→ **SELECTED TEXT**:
###
- Standard picture sleeve for 7-inch single release

Single by Samantha Fox

from the album Touch Me
- B-side: "Drop Me a Line"; "Want You to Want Me"; "Never Gonna Fall in Love Again";
- Released: 16 June 1986
- Studio: Battery (London, England)
- Length: 3:48
- Label: Jive
- Songwriters: Graham Richardson; Mike Bissell;
- Producers: Steve Lovell; Steve Power;

Samantha Fox singles chronology
| "Touch Me (I Want Your Body)" (1986) | "Do Ya Do Ya (Wanna Please Me)" (1986) | "Hold On Tight" (1986) |

Music video
- "Do Ya Do Ya (Wanna Please Me)" on YouTube

= Do Ya Do Ya (Wanna Please Me) =

1986 single by Samantha Fox

"Do Ya Do Ya (Wanna Please Me)" is a song by British singer Samantha Fox, released as the second single from her debut album, Touch Me (1986). The song was her second consecutive number one in Finland and Sweden, supplanting "Touch Me (I Want Your Body)". It was also a top ten hit in the UK, Switzerland, and Germany. The lyrics taunt the listener with lines such as "Are you strong enough?" and "I could get you underneath my thumb". Fox performed the song on a 1986 episode of Top of the Pops, and to this day remains a recurring feature of her live repertoire.
###
→ **Referring expression data**:

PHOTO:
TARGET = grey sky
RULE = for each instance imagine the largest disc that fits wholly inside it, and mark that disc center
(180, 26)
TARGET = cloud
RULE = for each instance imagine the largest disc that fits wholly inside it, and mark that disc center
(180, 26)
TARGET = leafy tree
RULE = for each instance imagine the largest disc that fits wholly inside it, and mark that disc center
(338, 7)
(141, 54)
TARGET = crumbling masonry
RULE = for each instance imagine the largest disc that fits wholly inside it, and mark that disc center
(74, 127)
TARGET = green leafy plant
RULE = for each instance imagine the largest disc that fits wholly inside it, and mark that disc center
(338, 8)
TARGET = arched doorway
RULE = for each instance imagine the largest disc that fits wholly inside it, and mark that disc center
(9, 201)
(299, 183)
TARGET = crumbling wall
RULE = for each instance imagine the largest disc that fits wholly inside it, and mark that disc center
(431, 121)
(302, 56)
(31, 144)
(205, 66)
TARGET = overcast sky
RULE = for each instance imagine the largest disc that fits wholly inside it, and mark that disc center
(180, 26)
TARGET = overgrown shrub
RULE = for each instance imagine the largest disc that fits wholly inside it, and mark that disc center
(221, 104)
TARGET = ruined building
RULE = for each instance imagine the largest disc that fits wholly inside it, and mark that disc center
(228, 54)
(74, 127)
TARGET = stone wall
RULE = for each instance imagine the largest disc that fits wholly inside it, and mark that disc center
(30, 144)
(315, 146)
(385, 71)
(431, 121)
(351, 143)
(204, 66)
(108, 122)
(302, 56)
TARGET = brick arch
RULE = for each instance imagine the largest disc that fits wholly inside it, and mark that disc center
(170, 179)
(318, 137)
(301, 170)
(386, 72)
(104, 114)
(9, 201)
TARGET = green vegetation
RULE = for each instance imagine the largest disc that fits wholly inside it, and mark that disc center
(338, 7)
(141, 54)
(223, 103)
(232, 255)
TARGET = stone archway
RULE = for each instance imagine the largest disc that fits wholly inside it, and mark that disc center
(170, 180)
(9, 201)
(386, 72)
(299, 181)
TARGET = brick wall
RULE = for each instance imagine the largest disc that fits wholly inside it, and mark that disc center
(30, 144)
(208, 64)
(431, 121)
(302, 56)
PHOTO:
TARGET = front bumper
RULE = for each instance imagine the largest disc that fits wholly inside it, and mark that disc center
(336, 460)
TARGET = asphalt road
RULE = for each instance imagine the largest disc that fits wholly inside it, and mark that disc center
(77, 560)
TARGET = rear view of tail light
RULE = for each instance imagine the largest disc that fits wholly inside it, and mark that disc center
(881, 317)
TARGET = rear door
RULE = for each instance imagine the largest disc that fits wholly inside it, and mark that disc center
###
→ **ACTIVITIES**:
1/ For each statement, say yes or no according to the text about the song "Do Ya Do Ya (Wanna Please Me)", and quote the words from it that decide the answer. (a) The song was released as the second single from Touch Me. (b) The song was recorded at a studio in Stockholm. (c) The song reached number one in the UK.
2/ Resume the text about the song "Do Ya Do Ya (Wanna Please Me)" after its last sentence.
The listing above comes from a separate source and is not connected to the text about the song "Do Ya Do Ya (Wanna Please Me)".

→ **RESULTS OF THE EXERCISE**:
1/
(a) Yes: "released as the second single from her debut album, Touch Me (1986)"
(b) No: "Studio: Battery (London, England)"
(c) No: "It was also a top ten hit in the UK, Switzerland, and Germany."

2/
The song has been called one of Fox's "prime examples of classic 1980s pop" along with the single "Touch Me (I Want Your Body)".

==Music video==
The accompanying music video for "Do Ya Do Ya (Wanna Please Me)" begins with Samantha Fox emerging from a limousine in a ruffled shirt and studded black leather jacket. Her valet looking on, Fox performs the number with her band while pulling several pranks on them. The clip featured members of The Cherry Bombz; Nasty Suicide, Timo "Timppa" Kaltio, Terry Chimes and Dave Tregunna as Fox's band.

==Track listings==
- 12-inch vinyl UK (0577346)
1. "Do Ya Do Ya (Wanna Please Me)" (Vixen Mix) (6:13)
2. "Do Ya Do Ya (Wanna Please Me)" (Extended Version) (5:18)

- 12-inch vinyl Germany (6.20627 AE)
3. "Do Ya Do Ya (Wanna Please Me)" (Foxy Mix) (6:13)
4. "Do Ya Do Ya (Wanna Please Me)" (Extended Version) (5:18)
5. "Drop Me a Line" (3:48)

- 12-inch vinyl US (1033-1-JD)
6. "Do Ya Do Ya (Wanna Please Me)" (Extended Version) (5:18)
7. "Do Ya Do Ya (Wanna Please Me)" (7-inch Version) (3:48)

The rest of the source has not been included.